● **TASK OBJECTIVE**
How many lines in the items below contain the string "sample"? Case counts; give only the number.

● **GIVEN ENTRIES**

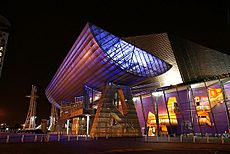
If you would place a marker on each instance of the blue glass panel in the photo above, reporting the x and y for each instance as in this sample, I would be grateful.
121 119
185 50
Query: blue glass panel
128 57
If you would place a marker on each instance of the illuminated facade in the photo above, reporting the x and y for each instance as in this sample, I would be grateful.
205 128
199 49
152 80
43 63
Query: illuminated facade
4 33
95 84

--

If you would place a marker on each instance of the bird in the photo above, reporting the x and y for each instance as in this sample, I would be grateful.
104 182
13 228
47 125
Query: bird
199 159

● **FULL OUTPUT**
3